(GIVEN REQUEST):
Please reproduce the post about the William Morris exhibition below word for word, everything from "On my arrival" down to "for these photographs.".
* begin EXTRACT *
I recently spent the weekend in London. Whilst there I visited the William Morris exhibition at the National Portrait Gallery and it has re-ignited my love for Morris and his band of merry followers. If you haven't visited (and are able to) I thoroughly recommend it. Not only are there a delightful and delectable selection of objects but it is all curated in such a loving and thoughtful manner, it left me feeling utterly inspired and with a long list of people, objects and themes to research!
I particularly loved two items; this beautiful iridescent vase by William de Morgan and this sweet wallpaper designed for a nursery by C.F.A Voysey called The House That Jack Built.
On my arrival back in Cornwall, the tree branches were bare and a crisp chill had set in the air; winter had arrived. These photographs were taken in my mum's garden and are very much inspired by the pictures of Morris, his family and friends in the garden at The Red House.
I wanted to celebrate that beautiful cusp between Autumn and Winter and my mum's garden is the perfect place to engage in such celebration. My mum's grassy lawn is a wonderful array of moss, clover and strange yellow mushrooms which make padding across it like walking on thick pile rug, close up snaps of it form the border for these photographs.
* end EXTRACT *
* begin DATASET SECTION *
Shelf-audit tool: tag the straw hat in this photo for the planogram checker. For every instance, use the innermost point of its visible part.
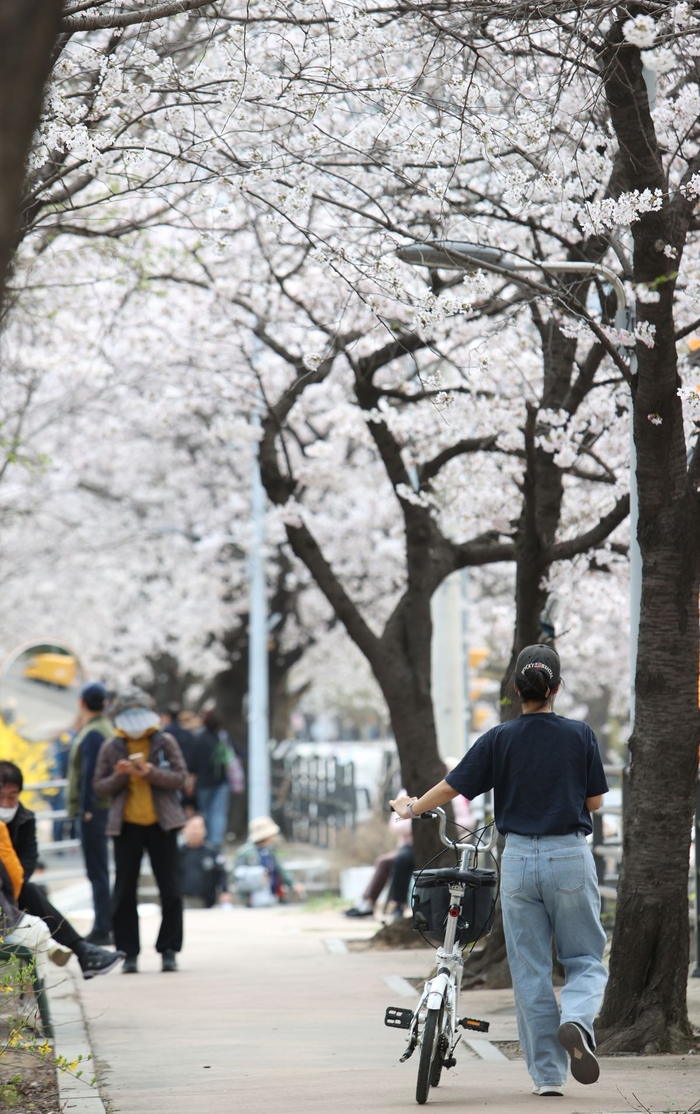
(262, 828)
* end DATASET SECTION *
(TASK SOLUTION):
On my arrival back in Cornwall, the tree branches were bare and a crisp chill had set in the air; winter had arrived. These photographs were taken in my mum's garden and are very much inspired by the pictures of Morris, his family and friends in the garden at The Red House.
I wanted to celebrate that beautiful cusp between Autumn and Winter and my mum's garden is the perfect place to engage in such celebration. My mum's grassy lawn is a wonderful array of moss, clover and strange yellow mushrooms which make padding across it like walking on thick pile rug, close up snaps of it form the border for these photographs.